▶ EXERCISE MATERIAL
++++++++++
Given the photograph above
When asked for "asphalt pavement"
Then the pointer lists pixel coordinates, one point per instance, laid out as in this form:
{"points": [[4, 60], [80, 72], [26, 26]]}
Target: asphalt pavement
++++++++++
▶ WRITTEN EXERCISE
Reproduce each of the records above verbatim, preserving every line and character without alteration.

▶ WRITTEN ANSWER
Given the photograph above
When asked for "asphalt pavement"
Then the pointer lists pixel coordinates, one point per instance, laid out as in this form:
{"points": [[4, 60], [80, 72], [26, 26]]}
Target: asphalt pavement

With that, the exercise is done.